> [Textauszug]
|---|
Dabei ist mir diese Bewegung weniger sympathisch als die fast ausschließlich von Jugendlichen getragene Bewegung der „Fridays for Future“. Was man dieser vorwirft, ist bei jener der Fall: es handelt sich um medienwirksam inszenierte Auftritte mit Kostümierungen und Straßenblockaden. Schon der Name verrät etwas von jener Dringlichkeit, mit der auch Greta Thunberg auftritt, wenn sie bei ihrer UN-Rede am 23. 09. 2019 vom „größten Massenaussterben“ sprach, das den Planeten Erde seit wenigen Jahrzehnten bedroht. Diese „Extinction“ ist keine „Lüge“, sondern wissenschaftlich fundierte Realität. So sagt auch der populäre Fernsehmoderator Dirk Steffens, der die ganze Welt bereist, um seine Sendungen für „Terra X“ aufzunehmen: „Das Artensterben bedroht unsere Existenz“.[9]
Die Lage ist also durchaus ernst. Bewegungen wie „Fridays for Future“ oder auch „Extinction Rebellion“ tragen dazu bei, dass die Menschen „wachgerüttelt“ werden, wenn sie irrtümlich meinen, der Zukunft mit dem Denken der Vergangenheit beikommen zu können. Es geht tatsächlich um nicht mehr und nicht weniger als um „Die Rettung der Welt“.
Aber bevor die Welt gerettet werden kann, muss die Seele gerettet werden, sagt Bernard Lievegoed. Dazu ist die Einsicht vonnöten, die Rudolf Steiner bereits im Jahre 1904 geäußert hat, also etwa hundert Jahre vor der Geburt von Greta Thunberg, als er über den großen Eingeweihten des Sonnenorakels sprach:
„Dem Hauptführer (Manu) standen andere Götterboten zur Seite, welche für die einzelnen Lebenszweige seine Absichten ausführten und an der Entwicklung der neuen Rasse arbeiteten. Denn es handelte sich darum, das ganze Leben im Sinne der neuen Auffassung von einer göttlichen Weltregierung einzurichten. Die Gedanken der Menschen sollten überall von dem Sichtbaren auf das Unsichtbare hingelenkt werden. Das Leben wird durch die Naturmächte bestimmt. Von Tag und Nacht, von Winter und Sommer, von Sonnenschein und Regen hängt der Verlauf dieses menschlichen Lebens ab. Wie diese einflussreichen sichtbaren Tatsachen mit den unsichtbaren (göttlichen) Kräften im Zusammenhang stehen und wie der Mensch sich verhalten solle, damit er diesen unsichtbaren Mächten gemäß sein Leben einrichte: das wurde ihm gezeigt. Alles Wissen und alle Arbeit sollte in diesem Sinne getrieben werden. Im Gang der Sterne und der Witterungsverhältnisse sollte der Mensch die göttlichen Ratschlüsse sehen, den Ausfluss der göttlichen Weisheit. Astronomie und Witterungskunde wurden in diesem Sinne gelehrt. Und seine Arbeit, sein sittliches Leben solle der Mensch so einrichten, dass sie den weisheitsvollen Gesetzen des Göttlichen entsprechen. Nach göttlichen Geboten wurde das Leben geordnet, wie im Gang der Sterne, in den Witterungsverhältnissen und so weiter die göttlichen Gedanken erforscht wurden.“ (Rudolf Steiner, „Aus der Akasha-Chronik“, GA 11)
|---|
> [Arbeitsaufträge]
a – An welchem Datum hielt Greta Thunberg laut dem Textauszug über Klimabewegungen ihre UN-Rede?
b – Schreibe den Textauszug über Klimabewegungen und Rudolf Steiner nach seinem letzten Satz weiter.

> [Einträge]
|---|
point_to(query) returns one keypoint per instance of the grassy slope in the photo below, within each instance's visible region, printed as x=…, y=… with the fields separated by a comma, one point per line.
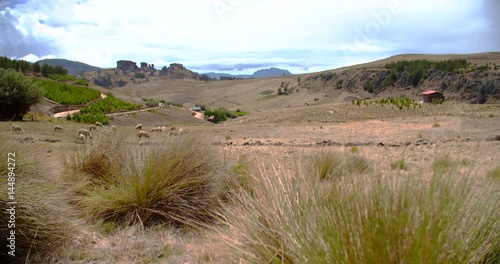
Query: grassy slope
x=247, y=94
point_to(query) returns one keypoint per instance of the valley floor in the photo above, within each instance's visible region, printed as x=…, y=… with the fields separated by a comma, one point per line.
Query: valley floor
x=466, y=134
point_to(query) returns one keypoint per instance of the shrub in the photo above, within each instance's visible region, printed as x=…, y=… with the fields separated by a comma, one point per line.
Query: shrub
x=494, y=174
x=368, y=87
x=399, y=164
x=139, y=75
x=172, y=182
x=291, y=216
x=67, y=94
x=82, y=82
x=17, y=94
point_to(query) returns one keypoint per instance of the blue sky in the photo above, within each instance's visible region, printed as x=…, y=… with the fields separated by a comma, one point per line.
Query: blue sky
x=241, y=36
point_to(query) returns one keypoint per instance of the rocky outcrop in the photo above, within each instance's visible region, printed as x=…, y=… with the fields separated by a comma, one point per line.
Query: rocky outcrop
x=127, y=66
x=178, y=71
x=480, y=86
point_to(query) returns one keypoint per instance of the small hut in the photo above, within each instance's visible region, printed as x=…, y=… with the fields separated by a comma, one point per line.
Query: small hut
x=431, y=95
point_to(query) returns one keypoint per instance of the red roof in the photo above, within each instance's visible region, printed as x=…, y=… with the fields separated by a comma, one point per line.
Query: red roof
x=429, y=92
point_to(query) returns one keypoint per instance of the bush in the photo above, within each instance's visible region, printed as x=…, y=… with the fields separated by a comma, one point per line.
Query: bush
x=219, y=115
x=171, y=182
x=67, y=94
x=82, y=82
x=139, y=75
x=368, y=87
x=17, y=94
x=292, y=216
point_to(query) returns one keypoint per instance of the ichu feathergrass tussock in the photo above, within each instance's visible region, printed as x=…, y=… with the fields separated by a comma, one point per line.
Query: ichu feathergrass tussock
x=297, y=215
x=172, y=181
x=40, y=229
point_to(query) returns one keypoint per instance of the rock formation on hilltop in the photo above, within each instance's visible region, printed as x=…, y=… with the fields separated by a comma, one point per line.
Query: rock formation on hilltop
x=127, y=66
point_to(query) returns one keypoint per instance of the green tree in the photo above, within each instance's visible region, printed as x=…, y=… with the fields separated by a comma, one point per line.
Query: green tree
x=36, y=67
x=17, y=94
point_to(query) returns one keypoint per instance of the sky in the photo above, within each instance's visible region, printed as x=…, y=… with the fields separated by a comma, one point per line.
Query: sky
x=241, y=36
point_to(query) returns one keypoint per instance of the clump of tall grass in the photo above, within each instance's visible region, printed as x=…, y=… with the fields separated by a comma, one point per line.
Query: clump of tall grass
x=39, y=228
x=293, y=216
x=399, y=164
x=168, y=182
x=332, y=165
x=494, y=174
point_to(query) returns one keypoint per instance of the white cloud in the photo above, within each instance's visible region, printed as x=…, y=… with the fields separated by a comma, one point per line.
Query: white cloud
x=230, y=32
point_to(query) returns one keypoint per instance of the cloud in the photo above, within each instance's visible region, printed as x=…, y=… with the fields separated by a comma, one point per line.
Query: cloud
x=16, y=41
x=240, y=34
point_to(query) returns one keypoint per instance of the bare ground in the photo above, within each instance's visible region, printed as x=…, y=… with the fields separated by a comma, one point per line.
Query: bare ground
x=380, y=135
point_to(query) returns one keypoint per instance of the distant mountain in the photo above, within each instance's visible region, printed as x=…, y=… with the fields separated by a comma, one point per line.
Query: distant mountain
x=271, y=72
x=73, y=67
x=264, y=73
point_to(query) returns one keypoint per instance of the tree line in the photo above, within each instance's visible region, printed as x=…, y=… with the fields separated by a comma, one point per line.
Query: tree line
x=26, y=66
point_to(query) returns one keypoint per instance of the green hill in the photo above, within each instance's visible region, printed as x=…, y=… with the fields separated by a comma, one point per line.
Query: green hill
x=73, y=67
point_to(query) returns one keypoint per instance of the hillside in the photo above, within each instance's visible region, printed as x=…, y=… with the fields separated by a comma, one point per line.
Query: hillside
x=315, y=88
x=73, y=67
x=263, y=73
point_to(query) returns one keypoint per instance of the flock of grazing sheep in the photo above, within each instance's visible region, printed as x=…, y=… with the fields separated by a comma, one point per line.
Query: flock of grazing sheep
x=83, y=133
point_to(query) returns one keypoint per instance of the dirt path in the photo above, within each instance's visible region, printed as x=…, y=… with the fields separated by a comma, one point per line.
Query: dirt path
x=133, y=111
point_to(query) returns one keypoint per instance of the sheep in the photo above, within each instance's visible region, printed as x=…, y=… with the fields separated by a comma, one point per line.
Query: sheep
x=17, y=129
x=85, y=132
x=142, y=134
x=156, y=129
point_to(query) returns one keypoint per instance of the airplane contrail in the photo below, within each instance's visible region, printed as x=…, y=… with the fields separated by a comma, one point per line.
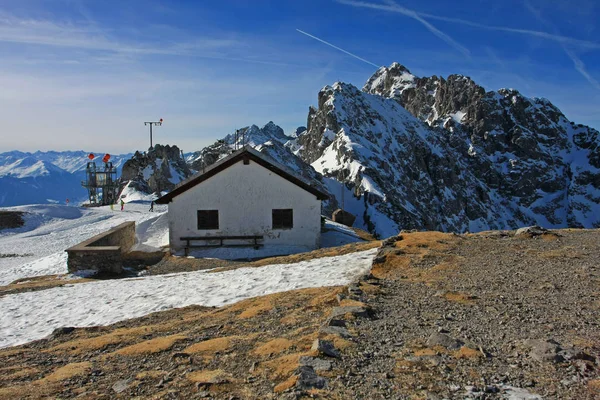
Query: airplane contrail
x=337, y=48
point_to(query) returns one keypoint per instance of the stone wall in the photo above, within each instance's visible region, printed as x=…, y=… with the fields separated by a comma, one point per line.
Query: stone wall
x=104, y=252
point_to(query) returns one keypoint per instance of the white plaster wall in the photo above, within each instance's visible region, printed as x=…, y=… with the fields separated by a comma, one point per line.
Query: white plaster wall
x=245, y=196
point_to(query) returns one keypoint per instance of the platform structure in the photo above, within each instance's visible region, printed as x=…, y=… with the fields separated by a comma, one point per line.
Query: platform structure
x=101, y=183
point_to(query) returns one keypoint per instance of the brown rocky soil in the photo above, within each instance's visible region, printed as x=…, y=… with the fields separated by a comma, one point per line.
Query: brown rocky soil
x=442, y=316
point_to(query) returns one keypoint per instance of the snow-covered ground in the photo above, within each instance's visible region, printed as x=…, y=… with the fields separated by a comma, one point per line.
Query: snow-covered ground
x=51, y=229
x=33, y=315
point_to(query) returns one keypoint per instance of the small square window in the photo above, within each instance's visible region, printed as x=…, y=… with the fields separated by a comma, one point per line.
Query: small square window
x=283, y=218
x=208, y=219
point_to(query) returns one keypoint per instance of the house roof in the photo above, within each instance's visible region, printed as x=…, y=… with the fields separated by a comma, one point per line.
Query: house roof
x=245, y=153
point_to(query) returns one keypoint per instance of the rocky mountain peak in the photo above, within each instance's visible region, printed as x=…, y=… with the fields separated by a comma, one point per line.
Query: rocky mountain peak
x=157, y=170
x=445, y=154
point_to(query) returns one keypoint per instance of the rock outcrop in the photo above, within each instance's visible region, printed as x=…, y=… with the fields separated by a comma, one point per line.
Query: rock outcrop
x=155, y=171
x=444, y=154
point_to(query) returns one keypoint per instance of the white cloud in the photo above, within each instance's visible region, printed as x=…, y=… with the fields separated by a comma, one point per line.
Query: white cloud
x=393, y=7
x=585, y=44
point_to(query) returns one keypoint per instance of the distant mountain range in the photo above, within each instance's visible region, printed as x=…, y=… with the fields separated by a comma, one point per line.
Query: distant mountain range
x=45, y=177
x=404, y=152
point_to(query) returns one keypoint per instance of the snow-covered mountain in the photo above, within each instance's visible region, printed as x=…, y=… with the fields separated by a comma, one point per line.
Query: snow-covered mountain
x=445, y=155
x=153, y=172
x=404, y=152
x=45, y=177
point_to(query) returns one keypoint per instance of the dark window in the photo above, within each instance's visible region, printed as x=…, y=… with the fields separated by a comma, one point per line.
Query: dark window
x=283, y=219
x=208, y=219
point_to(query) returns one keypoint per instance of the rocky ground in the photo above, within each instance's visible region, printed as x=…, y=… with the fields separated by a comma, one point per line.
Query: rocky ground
x=491, y=315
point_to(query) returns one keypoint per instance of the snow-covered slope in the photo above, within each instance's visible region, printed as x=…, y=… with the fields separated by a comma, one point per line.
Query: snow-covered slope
x=32, y=316
x=45, y=177
x=50, y=229
x=37, y=248
x=438, y=154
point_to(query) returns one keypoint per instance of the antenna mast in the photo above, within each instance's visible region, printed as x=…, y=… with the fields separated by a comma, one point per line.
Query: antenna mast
x=151, y=123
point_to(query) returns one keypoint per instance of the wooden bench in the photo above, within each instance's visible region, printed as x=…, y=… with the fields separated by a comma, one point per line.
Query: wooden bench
x=220, y=239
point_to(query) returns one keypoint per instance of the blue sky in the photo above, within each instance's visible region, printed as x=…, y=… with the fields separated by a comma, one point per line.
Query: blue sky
x=86, y=74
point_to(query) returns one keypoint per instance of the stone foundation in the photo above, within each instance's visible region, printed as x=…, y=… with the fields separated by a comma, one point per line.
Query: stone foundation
x=104, y=252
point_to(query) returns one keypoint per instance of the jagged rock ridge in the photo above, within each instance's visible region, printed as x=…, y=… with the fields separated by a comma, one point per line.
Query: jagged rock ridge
x=270, y=140
x=155, y=171
x=444, y=154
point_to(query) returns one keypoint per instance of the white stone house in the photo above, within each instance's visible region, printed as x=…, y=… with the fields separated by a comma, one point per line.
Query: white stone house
x=245, y=199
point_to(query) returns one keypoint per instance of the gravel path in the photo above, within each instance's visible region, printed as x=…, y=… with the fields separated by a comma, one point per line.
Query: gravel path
x=502, y=298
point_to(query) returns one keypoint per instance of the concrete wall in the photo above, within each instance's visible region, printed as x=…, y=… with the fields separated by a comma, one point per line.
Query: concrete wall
x=102, y=253
x=245, y=196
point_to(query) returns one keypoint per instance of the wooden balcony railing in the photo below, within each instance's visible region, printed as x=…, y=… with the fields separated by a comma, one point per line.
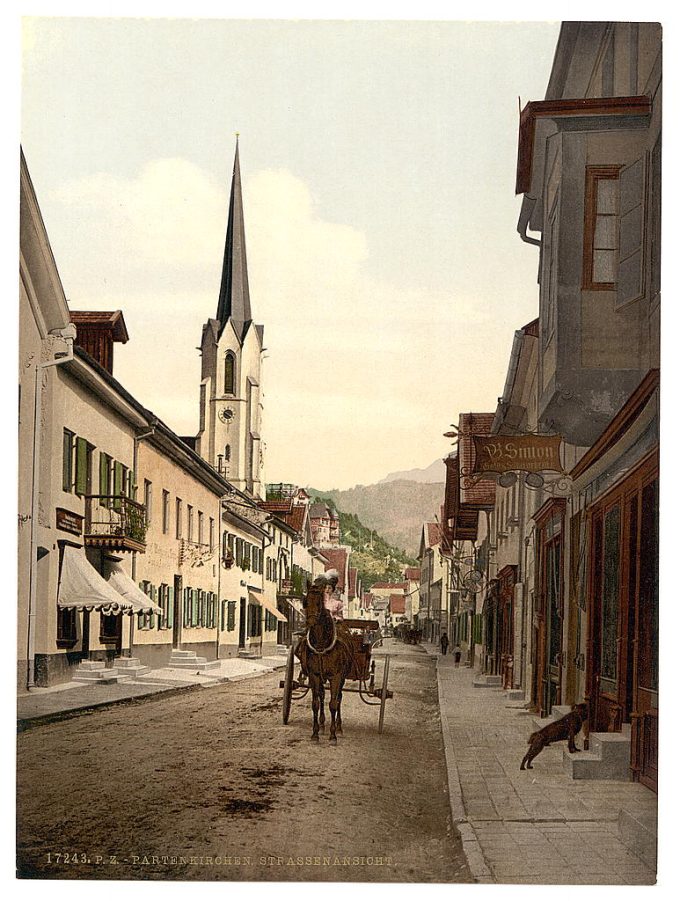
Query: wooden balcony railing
x=116, y=522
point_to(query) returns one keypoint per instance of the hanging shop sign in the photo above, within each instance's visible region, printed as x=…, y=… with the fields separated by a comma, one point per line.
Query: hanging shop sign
x=522, y=453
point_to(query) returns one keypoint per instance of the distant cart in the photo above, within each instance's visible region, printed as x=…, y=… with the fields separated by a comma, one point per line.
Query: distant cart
x=364, y=635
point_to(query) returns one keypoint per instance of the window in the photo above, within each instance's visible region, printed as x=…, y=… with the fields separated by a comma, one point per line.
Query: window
x=105, y=465
x=166, y=511
x=178, y=517
x=601, y=230
x=147, y=500
x=83, y=457
x=66, y=625
x=229, y=368
x=67, y=465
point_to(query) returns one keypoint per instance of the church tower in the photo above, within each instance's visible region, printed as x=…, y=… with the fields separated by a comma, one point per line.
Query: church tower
x=231, y=358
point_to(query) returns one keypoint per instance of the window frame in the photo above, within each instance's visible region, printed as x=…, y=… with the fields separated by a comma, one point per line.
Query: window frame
x=595, y=174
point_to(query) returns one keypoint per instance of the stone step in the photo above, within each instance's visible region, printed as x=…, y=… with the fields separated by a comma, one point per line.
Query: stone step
x=132, y=666
x=485, y=681
x=608, y=758
x=638, y=832
x=101, y=677
x=195, y=663
x=514, y=694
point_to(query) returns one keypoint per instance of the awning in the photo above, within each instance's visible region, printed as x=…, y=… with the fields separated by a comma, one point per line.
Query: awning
x=127, y=589
x=82, y=588
x=268, y=605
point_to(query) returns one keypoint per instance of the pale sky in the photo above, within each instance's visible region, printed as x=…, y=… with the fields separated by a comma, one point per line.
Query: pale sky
x=378, y=164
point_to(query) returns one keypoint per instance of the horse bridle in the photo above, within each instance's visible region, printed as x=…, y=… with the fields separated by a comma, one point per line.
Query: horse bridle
x=325, y=650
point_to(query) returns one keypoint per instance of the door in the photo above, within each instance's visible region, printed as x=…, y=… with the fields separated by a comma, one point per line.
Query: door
x=623, y=611
x=646, y=678
x=177, y=613
x=242, y=620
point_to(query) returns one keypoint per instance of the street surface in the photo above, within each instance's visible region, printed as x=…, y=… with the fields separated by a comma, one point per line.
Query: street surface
x=210, y=785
|---|
> [Antworten]
a – Greta Thunberg hielt ihre UN-Rede am 23. 09. 2019.

b –
Hier macht der Geistesforscher ausdrücklich auf die Bedeutung der Erforschung der „Witterungsverhältnisse“ aufmerksam.
Man kann es auch anders sagen: Auf die Beobachtung des Himmels.




[1] Ich bringe diese Einleitung, weil es für alle Überlegungen, die ich anstelle, immer einen konkreten Anlass gibt, der mir als Kontext ebenfalls wichtig erscheint.
[2] Das erste Thema:„Greta Thunberg – Great, greater, Greta! Über das Drama ihrer frühen Jugend – und ihre epochale Wirkung heute, S 42; das zweite Thema: „Hypnotischer Blick in die Seele eines Mörders: ‚Joker‘ mit Joaquin Phoenix“, S 102; das dritte Thema „Extinction Rebellion – Schaden die Aktivisten mit ihrem radikalen Kampf für den Klimaschutz der guten Sache?“ S 52.
[4] https://www.westfargopioneer.com/news/government-and-politics/4711406-Swedish-activist-Greta-Thunberg-brings-climate-message-to-Standing-Rock-Sioux-Nation: "In a closing ceremony, former Standing Rock Chairman Jay Taken Alive gifted Thunberg with a Lakota name: Maphiyata echiyatan hin win, meaning “woman who came from the heavens.”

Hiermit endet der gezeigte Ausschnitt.